Your instructions |
Reproduce the following entries exactly, leaving nothing out.

Stored data |
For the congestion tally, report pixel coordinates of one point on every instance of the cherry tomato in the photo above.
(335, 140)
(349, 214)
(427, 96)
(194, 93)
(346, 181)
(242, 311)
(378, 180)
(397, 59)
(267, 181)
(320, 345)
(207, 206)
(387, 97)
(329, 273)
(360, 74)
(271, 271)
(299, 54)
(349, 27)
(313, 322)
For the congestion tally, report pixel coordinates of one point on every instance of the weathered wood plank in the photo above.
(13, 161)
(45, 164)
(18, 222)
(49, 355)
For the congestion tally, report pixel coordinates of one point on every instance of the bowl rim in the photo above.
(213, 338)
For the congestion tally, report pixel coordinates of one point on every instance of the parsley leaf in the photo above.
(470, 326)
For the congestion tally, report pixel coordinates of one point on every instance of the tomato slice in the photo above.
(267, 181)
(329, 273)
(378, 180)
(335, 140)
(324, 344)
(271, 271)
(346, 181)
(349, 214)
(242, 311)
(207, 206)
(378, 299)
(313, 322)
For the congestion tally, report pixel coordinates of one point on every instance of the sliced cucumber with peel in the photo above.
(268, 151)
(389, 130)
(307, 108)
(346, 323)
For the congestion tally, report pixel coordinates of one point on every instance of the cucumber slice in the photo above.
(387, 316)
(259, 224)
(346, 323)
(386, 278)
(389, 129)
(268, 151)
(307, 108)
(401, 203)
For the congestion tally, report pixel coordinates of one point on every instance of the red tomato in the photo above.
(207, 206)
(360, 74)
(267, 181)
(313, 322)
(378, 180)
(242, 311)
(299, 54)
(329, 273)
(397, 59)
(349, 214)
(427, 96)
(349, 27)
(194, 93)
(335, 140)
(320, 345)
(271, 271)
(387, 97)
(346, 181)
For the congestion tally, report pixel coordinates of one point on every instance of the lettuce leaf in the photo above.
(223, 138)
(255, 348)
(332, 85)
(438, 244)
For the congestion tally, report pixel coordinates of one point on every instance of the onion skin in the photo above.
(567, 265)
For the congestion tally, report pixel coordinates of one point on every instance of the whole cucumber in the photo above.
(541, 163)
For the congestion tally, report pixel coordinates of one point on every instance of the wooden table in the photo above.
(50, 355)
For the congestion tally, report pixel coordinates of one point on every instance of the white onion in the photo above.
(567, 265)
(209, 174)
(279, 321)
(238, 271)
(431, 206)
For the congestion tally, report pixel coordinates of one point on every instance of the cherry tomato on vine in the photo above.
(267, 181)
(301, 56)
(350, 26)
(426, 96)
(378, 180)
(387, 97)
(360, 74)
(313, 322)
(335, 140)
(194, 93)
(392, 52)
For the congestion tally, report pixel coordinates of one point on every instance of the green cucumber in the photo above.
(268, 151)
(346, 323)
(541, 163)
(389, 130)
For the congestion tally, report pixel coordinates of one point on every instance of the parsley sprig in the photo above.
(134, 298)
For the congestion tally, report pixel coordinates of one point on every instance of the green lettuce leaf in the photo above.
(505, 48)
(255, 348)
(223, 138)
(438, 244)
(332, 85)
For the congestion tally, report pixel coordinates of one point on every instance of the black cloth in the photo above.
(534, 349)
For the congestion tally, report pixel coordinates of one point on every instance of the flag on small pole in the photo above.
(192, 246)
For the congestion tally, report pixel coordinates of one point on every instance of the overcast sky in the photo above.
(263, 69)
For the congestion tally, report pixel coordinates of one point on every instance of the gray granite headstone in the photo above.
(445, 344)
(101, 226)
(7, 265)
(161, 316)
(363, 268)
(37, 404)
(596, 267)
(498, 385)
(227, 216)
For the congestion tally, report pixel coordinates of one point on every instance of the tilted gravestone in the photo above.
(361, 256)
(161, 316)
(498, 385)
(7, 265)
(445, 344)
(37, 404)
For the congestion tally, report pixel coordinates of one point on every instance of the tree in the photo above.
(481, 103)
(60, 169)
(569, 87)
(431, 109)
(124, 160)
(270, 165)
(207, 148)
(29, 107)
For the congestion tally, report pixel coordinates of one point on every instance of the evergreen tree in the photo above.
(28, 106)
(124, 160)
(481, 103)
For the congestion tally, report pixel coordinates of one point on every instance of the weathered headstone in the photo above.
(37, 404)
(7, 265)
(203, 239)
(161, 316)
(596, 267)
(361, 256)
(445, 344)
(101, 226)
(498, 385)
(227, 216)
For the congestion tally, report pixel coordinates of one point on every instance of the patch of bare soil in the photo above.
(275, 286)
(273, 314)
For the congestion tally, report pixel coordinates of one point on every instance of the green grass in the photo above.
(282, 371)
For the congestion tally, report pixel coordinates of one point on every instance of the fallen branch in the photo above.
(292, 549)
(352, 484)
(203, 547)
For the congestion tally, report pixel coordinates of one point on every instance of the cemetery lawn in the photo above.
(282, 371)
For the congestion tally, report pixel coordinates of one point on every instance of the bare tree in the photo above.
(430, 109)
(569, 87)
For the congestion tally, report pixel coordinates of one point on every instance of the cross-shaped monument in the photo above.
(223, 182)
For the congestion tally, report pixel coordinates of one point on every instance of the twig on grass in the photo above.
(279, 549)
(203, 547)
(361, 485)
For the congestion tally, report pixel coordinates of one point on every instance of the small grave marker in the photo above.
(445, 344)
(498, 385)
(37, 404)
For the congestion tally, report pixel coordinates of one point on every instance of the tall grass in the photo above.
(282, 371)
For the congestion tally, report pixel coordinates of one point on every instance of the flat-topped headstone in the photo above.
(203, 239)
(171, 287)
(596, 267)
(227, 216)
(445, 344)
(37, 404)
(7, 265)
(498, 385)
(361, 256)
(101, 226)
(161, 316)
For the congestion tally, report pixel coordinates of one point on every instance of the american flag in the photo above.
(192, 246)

Answer box |
For the congestion tally, report pixel coordinates of one point on every instance of the cherry tomato in the photo above.
(335, 140)
(349, 214)
(427, 96)
(194, 93)
(346, 181)
(242, 311)
(378, 180)
(397, 59)
(267, 181)
(320, 345)
(207, 206)
(387, 97)
(329, 273)
(360, 74)
(271, 271)
(299, 54)
(349, 27)
(313, 322)
For the congestion tally, report pixel coordinates of one point on every instance of the weathered wood plank in the photo above.
(13, 161)
(45, 164)
(18, 222)
(49, 355)
For the congestion tally, report pixel coordinates of one point on every instance of the bowl rim in the photo above.
(213, 338)
For the congestion tally, report pixel coordinates of one point on every instance of the parsley leaf in the photo above.
(470, 326)
For the congestion tally, report pixel coordinates of one point on every instance of the tomato slice in the photo above.
(267, 181)
(329, 273)
(378, 180)
(335, 140)
(324, 344)
(271, 271)
(346, 181)
(349, 214)
(242, 311)
(207, 206)
(378, 299)
(313, 322)
For the congestion tally, report pixel coordinates of one point on every instance of the sliced cucumber with peel in the photo above.
(268, 151)
(389, 130)
(307, 108)
(346, 323)
For the congestion tally, report pixel coordinates of one point on every instance of the cucumber slice in the photo above.
(387, 316)
(259, 224)
(346, 323)
(386, 278)
(389, 129)
(268, 151)
(307, 108)
(401, 203)
For the congestion tally, report pixel coordinates of one point on every instance of the red tomato in the photo above.
(207, 206)
(360, 74)
(267, 181)
(313, 322)
(378, 180)
(242, 311)
(299, 54)
(329, 273)
(397, 59)
(349, 214)
(427, 96)
(349, 27)
(194, 93)
(335, 140)
(320, 345)
(271, 271)
(387, 97)
(346, 181)
For the congestion tally, report pixel coordinates of one point on every instance of the lettuce leaf in the photo above.
(223, 138)
(255, 348)
(332, 85)
(438, 244)
For the congestion tally, report pixel coordinates of one point on every instance of the onion skin in the photo above.
(567, 265)
For the congestion tally, report pixel coordinates of one point on every instance of the whole cucumber in the photo above.
(541, 163)
For the congestion tally, report pixel coordinates of one point on every instance of the wooden table in the photo above.
(50, 355)
For the congestion tally, report pixel coordinates of one point on every instance of the white onion in the photo above.
(567, 265)
(209, 174)
(279, 321)
(238, 271)
(431, 206)
For the congestion tally, report pixel coordinates of one point on every instance of the cherry tomato on vine in the photo above.
(267, 181)
(301, 56)
(350, 26)
(426, 96)
(378, 180)
(387, 97)
(360, 74)
(313, 322)
(335, 140)
(194, 93)
(392, 52)
For the congestion tally, report pixel coordinates of one point on every instance of the green cucumber in the photo above.
(268, 151)
(346, 323)
(541, 163)
(389, 130)
For the congestion tally, report pixel coordinates of one point on every instance of the parsley sprig in the photo above.
(134, 298)
For the congestion tally, report pixel coordinates of one point on every instance of the green lettuce leaf in the photo above.
(505, 48)
(255, 348)
(223, 138)
(438, 244)
(332, 85)
For the congestion tally, report pixel coordinates of one point on every instance of the black cloth in the photo above.
(534, 349)
For the congestion tally, report pixel coordinates of one point on every instance of the flag on small pole in the photo above.
(192, 246)
For the congestion tally, report pixel coordinates of one point on every instance of the overcast sky in the photo above.
(263, 69)
For the congestion tally, report pixel coordinates of one point on every instance of the gray granite headstone in the photo above.
(445, 344)
(101, 226)
(7, 265)
(161, 316)
(363, 268)
(37, 404)
(596, 267)
(498, 385)
(227, 216)
For the congestion tally, report pixel coordinates of one point on every instance of the tilted gravestone in the photo above.
(361, 256)
(161, 316)
(498, 385)
(7, 265)
(445, 344)
(37, 404)
For the congestion tally, report pixel coordinates of one point on every instance of the tree in the photo above.
(481, 103)
(60, 169)
(569, 87)
(431, 109)
(124, 160)
(270, 165)
(207, 148)
(29, 107)
For the congestion tally, report pixel coordinates of one point on every instance of the evergreen tree in the photo above.
(28, 106)
(124, 160)
(481, 103)
For the congestion tally, report pixel coordinates of one point on every instance of the weathered headstone in the photo above.
(37, 404)
(7, 265)
(203, 239)
(161, 316)
(596, 267)
(361, 256)
(445, 344)
(101, 226)
(498, 385)
(227, 216)
For the congestion tally, report pixel coordinates of one point on every instance of the patch of bare soil in the photo above.
(275, 286)
(273, 314)
For the congestion tally, report pixel coordinates of one point on every instance of the green grass in the photo above.
(282, 371)
For the congestion tally, report pixel coordinates of one point on every instance of the fallen branch in the photo above.
(292, 549)
(352, 484)
(203, 547)
For the congestion tally, report pixel coordinates of one point on every instance of the cemetery lawn in the photo above.
(282, 371)
For the congestion tally, report pixel coordinates of one point on every instance of the bare tree in the photo above.
(430, 109)
(569, 87)
For the congestion tally, report pixel coordinates of one point on every instance of the cross-shaped monument in the photo above.
(223, 182)
For the congestion tally, report pixel coordinates of one point on every instance of the twig on grass in the photo above.
(279, 549)
(203, 547)
(361, 485)
For the congestion tally, report pixel coordinates of one point on every instance of the small grave marker in the photo above.
(445, 344)
(498, 385)
(37, 404)
For the congestion tally, report pixel coordinates of one point on every instance of the tall grass in the photo above.
(282, 371)
For the congestion tally, report pixel coordinates of one point on every instance of the flat-topped headstone in the photo above.
(203, 239)
(171, 287)
(596, 267)
(227, 216)
(445, 344)
(37, 404)
(7, 265)
(498, 385)
(361, 256)
(101, 226)
(161, 316)
For the congestion tally, report pixel coordinates of one point on every instance of the american flag in the photo above.
(192, 246)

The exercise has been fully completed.